▶ [Work item]:
Report the lines of the data below that contain the string "black".

▶ [Provided entries]:
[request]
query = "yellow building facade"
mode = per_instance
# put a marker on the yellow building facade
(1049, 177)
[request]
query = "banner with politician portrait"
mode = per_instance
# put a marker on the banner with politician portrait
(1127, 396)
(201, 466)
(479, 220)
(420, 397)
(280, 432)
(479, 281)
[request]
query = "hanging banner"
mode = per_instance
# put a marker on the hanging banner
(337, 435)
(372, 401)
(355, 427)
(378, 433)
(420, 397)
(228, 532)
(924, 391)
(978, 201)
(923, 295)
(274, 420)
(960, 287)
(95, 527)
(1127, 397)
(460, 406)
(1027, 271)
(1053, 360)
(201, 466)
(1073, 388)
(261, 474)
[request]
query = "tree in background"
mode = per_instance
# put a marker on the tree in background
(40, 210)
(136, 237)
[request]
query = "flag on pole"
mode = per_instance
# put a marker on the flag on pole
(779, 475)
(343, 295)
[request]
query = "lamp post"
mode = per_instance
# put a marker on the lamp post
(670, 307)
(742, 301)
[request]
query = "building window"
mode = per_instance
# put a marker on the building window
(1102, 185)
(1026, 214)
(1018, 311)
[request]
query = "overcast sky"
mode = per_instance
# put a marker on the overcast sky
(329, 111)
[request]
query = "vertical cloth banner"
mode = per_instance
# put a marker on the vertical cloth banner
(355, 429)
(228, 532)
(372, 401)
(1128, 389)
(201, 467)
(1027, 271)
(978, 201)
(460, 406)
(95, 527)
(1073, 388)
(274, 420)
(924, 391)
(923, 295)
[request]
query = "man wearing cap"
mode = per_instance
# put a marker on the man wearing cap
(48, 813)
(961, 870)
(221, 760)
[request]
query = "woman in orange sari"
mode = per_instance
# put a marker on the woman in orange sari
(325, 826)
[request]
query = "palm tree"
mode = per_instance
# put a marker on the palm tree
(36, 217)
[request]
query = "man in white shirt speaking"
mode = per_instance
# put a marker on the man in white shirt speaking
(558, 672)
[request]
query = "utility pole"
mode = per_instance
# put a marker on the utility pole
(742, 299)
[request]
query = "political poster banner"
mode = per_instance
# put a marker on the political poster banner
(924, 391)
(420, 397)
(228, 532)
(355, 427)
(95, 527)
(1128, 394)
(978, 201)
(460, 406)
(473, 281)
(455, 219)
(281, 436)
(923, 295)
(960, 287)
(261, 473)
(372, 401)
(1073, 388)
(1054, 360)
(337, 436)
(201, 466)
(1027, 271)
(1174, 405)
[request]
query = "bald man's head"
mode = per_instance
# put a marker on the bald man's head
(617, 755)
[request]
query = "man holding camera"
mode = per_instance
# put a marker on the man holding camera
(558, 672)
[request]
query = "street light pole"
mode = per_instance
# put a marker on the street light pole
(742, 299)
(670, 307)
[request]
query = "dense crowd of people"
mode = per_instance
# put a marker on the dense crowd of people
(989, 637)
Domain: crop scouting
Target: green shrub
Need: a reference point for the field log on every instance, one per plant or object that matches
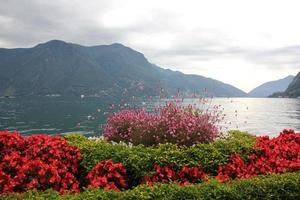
(139, 160)
(283, 186)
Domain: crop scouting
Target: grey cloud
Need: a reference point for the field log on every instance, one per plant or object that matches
(28, 22)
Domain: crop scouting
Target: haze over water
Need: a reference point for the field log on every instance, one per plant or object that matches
(56, 115)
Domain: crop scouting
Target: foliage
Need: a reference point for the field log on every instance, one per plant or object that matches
(283, 186)
(172, 123)
(37, 161)
(276, 155)
(139, 160)
(108, 175)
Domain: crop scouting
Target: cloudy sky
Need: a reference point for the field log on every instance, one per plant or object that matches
(244, 43)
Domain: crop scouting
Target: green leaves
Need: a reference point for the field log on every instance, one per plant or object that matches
(139, 160)
(283, 186)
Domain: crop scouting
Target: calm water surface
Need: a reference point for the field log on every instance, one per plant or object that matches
(56, 115)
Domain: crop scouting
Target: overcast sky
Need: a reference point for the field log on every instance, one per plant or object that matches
(244, 43)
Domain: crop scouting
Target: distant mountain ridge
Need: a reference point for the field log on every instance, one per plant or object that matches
(293, 89)
(58, 67)
(271, 87)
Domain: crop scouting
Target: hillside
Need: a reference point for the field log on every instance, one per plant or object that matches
(271, 87)
(294, 88)
(57, 67)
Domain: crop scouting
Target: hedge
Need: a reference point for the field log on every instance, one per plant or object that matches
(280, 186)
(139, 160)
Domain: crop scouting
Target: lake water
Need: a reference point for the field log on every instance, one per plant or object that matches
(56, 115)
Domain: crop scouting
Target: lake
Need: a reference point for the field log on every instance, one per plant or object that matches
(57, 115)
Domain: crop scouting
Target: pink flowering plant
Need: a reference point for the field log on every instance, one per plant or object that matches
(171, 123)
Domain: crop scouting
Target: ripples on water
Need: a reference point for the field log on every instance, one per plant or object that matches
(52, 115)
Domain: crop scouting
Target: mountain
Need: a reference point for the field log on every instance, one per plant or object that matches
(58, 67)
(293, 89)
(271, 87)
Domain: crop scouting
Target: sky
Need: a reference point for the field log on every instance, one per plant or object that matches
(241, 42)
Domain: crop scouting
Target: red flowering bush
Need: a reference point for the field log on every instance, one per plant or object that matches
(38, 161)
(185, 176)
(276, 155)
(108, 175)
(172, 123)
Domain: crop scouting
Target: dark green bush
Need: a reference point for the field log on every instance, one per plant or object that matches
(139, 160)
(283, 186)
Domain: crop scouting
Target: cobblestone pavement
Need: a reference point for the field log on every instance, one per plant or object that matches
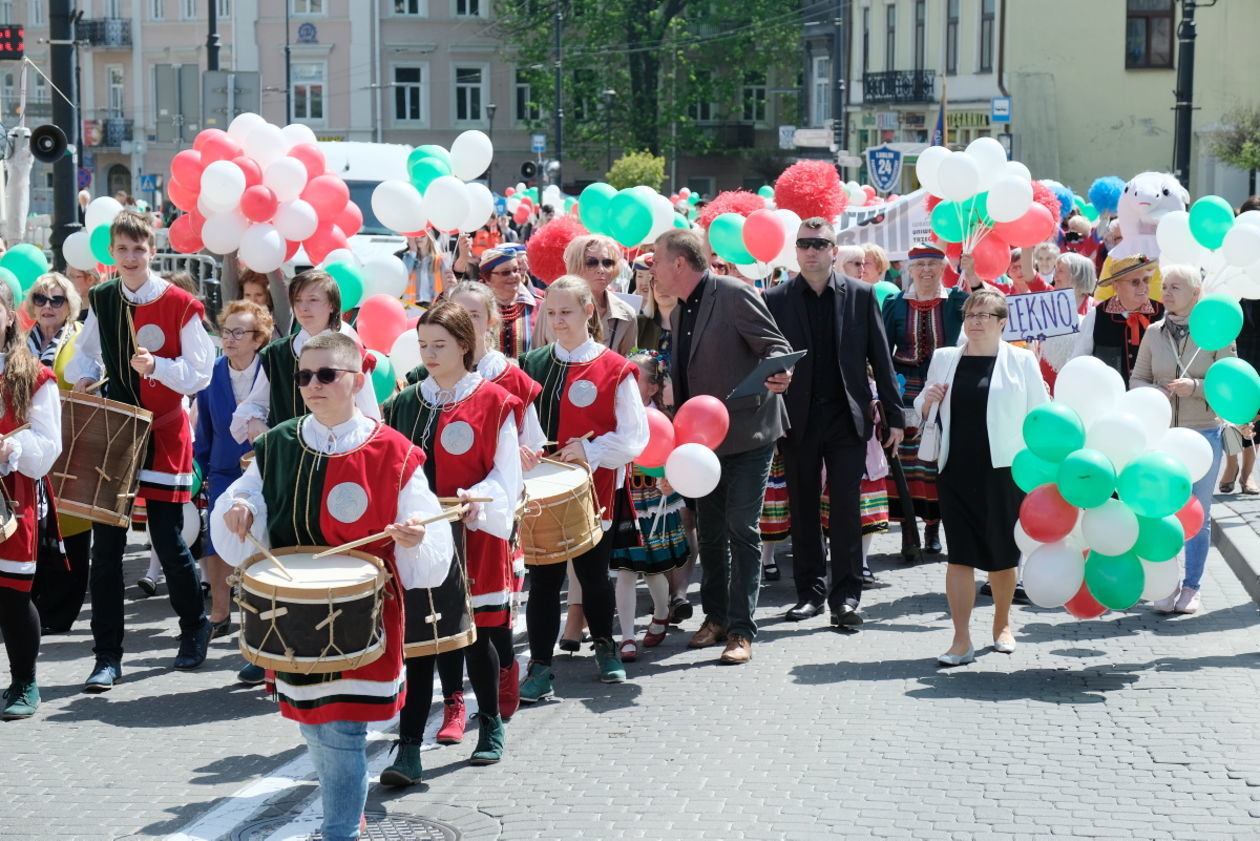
(1127, 726)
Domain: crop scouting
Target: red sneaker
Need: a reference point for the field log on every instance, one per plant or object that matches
(454, 720)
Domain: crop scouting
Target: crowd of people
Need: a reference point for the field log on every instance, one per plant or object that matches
(904, 411)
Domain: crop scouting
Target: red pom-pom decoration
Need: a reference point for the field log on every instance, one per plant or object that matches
(810, 188)
(546, 247)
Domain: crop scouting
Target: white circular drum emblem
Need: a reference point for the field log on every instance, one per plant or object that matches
(150, 337)
(582, 392)
(347, 502)
(458, 438)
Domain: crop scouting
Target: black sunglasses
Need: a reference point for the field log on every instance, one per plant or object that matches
(324, 375)
(814, 242)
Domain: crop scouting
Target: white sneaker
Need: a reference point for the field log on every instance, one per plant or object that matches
(1188, 600)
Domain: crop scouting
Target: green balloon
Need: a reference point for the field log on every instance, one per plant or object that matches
(726, 238)
(1052, 430)
(1159, 540)
(1115, 580)
(1154, 484)
(1215, 322)
(100, 242)
(592, 206)
(1232, 390)
(629, 218)
(1210, 220)
(349, 280)
(1086, 478)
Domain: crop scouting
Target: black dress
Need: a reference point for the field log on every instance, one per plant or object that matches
(979, 503)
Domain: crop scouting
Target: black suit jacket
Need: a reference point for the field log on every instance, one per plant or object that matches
(859, 339)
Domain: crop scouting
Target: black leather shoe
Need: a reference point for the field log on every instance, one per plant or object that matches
(804, 609)
(193, 646)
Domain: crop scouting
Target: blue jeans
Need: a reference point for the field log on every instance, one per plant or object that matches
(1197, 546)
(339, 750)
(730, 537)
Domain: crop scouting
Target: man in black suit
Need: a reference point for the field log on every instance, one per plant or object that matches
(837, 319)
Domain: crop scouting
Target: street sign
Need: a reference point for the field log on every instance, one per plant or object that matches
(999, 109)
(883, 167)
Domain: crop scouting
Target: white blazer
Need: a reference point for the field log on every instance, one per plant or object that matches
(1014, 390)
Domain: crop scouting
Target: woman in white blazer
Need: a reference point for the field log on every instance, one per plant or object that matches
(984, 387)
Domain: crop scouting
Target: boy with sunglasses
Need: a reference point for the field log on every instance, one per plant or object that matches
(323, 479)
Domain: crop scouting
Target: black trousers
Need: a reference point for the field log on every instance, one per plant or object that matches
(829, 440)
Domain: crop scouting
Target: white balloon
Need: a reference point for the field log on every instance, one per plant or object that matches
(222, 232)
(446, 203)
(471, 154)
(398, 206)
(1053, 574)
(101, 211)
(1190, 448)
(1110, 528)
(286, 178)
(696, 467)
(262, 249)
(295, 220)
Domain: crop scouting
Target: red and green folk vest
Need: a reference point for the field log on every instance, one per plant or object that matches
(318, 499)
(460, 441)
(580, 397)
(18, 554)
(166, 474)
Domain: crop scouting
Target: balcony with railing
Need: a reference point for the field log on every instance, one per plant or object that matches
(899, 86)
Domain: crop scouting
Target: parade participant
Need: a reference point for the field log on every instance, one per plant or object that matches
(468, 429)
(316, 304)
(284, 499)
(28, 396)
(591, 409)
(145, 336)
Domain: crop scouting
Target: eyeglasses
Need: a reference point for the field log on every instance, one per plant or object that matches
(817, 243)
(324, 375)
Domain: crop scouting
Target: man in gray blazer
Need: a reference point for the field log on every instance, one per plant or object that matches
(721, 332)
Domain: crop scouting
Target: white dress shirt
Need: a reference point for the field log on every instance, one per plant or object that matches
(421, 566)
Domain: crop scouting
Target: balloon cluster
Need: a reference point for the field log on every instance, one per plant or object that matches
(1109, 499)
(683, 450)
(439, 192)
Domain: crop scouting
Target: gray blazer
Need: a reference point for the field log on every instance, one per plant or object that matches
(733, 332)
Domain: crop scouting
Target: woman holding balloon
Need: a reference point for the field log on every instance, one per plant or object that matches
(1174, 356)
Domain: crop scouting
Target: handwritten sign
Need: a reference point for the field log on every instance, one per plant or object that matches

▶ [Task answer]:
Target: black sunglasses
Target: black dress
Target: black suit jacket
Target: black leather shoe
Target: man in black suit
Target: black trousers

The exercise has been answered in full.